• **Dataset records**
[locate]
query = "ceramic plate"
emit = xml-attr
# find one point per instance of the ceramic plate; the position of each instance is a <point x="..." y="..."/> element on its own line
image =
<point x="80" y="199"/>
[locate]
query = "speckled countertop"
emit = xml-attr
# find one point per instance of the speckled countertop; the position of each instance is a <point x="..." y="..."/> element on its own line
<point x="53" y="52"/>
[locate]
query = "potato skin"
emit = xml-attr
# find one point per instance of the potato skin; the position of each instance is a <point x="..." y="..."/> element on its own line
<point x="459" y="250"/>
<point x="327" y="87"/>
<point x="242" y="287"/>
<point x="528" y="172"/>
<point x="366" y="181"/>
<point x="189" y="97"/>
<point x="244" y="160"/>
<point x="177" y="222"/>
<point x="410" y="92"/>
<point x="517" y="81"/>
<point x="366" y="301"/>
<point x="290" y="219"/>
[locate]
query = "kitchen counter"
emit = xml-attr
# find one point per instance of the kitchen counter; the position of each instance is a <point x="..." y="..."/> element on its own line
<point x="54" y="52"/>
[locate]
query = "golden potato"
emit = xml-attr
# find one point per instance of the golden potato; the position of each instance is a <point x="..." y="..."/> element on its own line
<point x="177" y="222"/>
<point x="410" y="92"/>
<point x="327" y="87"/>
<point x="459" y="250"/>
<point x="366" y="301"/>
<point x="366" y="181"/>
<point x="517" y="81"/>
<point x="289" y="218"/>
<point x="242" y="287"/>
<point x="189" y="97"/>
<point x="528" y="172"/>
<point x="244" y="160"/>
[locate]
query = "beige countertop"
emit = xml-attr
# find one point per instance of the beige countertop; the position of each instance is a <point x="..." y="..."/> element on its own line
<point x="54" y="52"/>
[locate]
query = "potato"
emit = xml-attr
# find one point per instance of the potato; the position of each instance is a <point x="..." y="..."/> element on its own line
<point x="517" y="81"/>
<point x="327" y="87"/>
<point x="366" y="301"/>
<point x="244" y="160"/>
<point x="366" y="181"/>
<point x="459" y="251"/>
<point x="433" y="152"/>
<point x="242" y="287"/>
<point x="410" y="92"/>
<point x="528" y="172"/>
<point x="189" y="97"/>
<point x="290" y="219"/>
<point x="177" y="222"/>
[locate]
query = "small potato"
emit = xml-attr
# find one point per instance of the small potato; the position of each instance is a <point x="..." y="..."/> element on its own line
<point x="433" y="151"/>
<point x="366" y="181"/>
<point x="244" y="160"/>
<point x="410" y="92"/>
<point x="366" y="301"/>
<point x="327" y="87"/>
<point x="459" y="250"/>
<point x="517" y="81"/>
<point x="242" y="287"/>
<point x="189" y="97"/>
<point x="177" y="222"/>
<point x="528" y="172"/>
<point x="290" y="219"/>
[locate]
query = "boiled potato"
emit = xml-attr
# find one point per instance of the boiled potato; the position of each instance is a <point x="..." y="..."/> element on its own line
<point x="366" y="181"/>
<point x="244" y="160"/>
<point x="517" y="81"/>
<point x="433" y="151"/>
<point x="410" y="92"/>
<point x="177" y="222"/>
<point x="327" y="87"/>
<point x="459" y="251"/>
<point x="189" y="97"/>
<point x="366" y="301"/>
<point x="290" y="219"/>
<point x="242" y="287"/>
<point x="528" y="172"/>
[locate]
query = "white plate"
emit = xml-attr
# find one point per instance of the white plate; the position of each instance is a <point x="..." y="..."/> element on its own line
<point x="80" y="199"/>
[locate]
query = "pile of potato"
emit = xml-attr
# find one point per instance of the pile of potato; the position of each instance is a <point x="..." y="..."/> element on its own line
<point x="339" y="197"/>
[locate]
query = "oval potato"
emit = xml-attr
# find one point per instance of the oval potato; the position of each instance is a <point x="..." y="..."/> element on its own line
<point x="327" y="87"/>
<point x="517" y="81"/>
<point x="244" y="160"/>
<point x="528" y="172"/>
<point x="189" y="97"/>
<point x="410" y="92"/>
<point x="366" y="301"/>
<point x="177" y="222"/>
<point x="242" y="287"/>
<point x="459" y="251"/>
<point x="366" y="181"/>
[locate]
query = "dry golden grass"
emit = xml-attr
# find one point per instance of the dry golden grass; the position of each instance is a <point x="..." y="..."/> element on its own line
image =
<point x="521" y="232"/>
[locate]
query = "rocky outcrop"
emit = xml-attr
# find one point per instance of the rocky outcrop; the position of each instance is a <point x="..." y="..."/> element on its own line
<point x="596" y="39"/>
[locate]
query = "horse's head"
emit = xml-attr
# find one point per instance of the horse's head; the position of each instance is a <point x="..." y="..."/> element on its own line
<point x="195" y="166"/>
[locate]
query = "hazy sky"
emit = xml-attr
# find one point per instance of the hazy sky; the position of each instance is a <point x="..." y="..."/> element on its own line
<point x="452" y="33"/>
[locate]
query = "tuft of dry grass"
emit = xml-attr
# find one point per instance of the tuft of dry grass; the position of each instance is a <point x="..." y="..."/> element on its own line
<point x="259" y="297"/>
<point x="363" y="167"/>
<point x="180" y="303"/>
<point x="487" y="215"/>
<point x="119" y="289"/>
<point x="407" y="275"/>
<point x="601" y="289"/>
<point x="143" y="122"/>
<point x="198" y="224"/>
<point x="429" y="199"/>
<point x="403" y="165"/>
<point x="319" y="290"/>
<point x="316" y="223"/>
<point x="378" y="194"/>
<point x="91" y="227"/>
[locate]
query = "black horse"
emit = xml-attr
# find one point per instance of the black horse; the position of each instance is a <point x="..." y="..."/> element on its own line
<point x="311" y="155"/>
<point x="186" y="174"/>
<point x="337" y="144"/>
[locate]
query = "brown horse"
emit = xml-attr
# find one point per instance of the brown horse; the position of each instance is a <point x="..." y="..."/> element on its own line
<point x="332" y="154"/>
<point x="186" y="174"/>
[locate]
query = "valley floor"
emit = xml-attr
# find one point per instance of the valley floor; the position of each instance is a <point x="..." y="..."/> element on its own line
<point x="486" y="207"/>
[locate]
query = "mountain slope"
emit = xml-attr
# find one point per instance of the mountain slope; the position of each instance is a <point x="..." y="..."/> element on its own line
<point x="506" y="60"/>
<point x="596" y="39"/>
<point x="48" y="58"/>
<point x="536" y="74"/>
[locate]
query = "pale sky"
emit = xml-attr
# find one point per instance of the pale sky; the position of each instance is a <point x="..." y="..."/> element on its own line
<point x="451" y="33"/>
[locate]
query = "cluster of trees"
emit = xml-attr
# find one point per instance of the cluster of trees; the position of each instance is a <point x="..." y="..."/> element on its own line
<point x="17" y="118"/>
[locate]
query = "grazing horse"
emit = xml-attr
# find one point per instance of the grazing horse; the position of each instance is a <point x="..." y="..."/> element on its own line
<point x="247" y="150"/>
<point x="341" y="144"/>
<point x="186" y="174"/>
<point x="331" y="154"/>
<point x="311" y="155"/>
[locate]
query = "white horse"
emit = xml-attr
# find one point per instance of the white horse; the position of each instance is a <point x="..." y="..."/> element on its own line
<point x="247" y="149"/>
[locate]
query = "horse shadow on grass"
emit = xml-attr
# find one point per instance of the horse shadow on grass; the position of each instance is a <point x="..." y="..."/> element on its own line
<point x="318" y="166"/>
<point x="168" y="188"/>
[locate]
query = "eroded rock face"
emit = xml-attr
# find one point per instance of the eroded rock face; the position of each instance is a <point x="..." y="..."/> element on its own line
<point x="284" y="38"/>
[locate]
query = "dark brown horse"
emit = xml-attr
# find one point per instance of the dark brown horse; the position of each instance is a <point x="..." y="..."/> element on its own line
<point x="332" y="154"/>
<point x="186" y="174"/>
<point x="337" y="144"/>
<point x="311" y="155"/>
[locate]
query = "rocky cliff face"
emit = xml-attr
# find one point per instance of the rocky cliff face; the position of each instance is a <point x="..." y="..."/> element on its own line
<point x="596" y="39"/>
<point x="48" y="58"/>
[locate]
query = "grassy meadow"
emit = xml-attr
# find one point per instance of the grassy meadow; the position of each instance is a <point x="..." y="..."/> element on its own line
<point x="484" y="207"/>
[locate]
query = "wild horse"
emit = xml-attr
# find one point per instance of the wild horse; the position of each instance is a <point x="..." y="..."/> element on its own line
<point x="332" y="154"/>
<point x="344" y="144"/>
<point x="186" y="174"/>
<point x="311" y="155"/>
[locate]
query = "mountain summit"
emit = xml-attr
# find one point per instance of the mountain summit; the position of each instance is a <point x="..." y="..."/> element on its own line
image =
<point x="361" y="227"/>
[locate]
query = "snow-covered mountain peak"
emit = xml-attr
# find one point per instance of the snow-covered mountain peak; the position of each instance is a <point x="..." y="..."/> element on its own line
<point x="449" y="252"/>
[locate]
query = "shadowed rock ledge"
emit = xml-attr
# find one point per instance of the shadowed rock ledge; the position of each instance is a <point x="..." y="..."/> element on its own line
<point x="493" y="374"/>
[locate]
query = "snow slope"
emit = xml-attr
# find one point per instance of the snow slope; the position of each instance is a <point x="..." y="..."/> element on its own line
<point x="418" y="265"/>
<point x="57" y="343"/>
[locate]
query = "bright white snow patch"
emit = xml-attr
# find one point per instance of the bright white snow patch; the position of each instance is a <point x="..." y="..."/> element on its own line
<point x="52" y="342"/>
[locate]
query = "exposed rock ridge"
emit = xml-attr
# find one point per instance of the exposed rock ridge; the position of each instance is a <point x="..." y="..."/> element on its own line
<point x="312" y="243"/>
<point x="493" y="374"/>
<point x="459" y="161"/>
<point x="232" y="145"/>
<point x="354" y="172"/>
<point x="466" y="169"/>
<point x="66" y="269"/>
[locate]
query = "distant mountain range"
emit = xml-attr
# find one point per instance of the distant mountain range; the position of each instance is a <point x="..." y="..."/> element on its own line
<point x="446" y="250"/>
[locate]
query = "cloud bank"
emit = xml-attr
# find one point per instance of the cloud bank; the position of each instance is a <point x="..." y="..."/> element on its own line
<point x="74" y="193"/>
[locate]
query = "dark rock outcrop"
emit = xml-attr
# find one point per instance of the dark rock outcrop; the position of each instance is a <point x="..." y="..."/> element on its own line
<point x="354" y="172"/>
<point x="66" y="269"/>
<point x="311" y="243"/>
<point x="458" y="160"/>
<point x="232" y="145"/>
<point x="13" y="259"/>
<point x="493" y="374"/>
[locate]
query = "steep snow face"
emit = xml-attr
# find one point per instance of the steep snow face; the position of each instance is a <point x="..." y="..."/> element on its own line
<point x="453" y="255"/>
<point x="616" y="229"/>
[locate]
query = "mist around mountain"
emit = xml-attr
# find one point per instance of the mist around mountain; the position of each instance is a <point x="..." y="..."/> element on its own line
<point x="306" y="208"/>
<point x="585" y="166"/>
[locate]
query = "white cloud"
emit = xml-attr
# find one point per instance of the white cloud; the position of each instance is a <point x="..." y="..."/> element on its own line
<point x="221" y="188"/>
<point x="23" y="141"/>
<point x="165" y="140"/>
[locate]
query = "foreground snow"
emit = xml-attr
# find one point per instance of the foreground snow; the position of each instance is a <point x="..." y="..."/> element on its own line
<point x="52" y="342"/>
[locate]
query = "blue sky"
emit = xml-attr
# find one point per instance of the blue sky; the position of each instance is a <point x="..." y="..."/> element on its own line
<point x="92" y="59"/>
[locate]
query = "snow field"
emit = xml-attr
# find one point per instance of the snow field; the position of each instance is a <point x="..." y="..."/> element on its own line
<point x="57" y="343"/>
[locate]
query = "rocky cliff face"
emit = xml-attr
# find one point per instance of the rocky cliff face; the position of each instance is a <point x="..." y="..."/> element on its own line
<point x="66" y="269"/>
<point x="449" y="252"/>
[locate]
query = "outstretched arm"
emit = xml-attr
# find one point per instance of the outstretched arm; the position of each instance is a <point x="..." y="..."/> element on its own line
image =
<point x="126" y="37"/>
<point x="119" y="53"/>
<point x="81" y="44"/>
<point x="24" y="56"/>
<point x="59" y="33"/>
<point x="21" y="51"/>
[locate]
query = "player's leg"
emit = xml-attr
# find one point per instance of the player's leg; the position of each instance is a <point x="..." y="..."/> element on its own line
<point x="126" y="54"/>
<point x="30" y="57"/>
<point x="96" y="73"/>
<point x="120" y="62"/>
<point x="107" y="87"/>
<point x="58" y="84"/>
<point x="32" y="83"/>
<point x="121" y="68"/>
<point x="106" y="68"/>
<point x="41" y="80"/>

• **AIM OF THE EXERCISE**
Select every line in the items that contains the word "foreground", and copy each of those lines.

• **EXERCISE RESULT**
query = "foreground snow"
# find one point per instance of the foreground snow; the position of each instance is a <point x="..." y="..."/> element on its own line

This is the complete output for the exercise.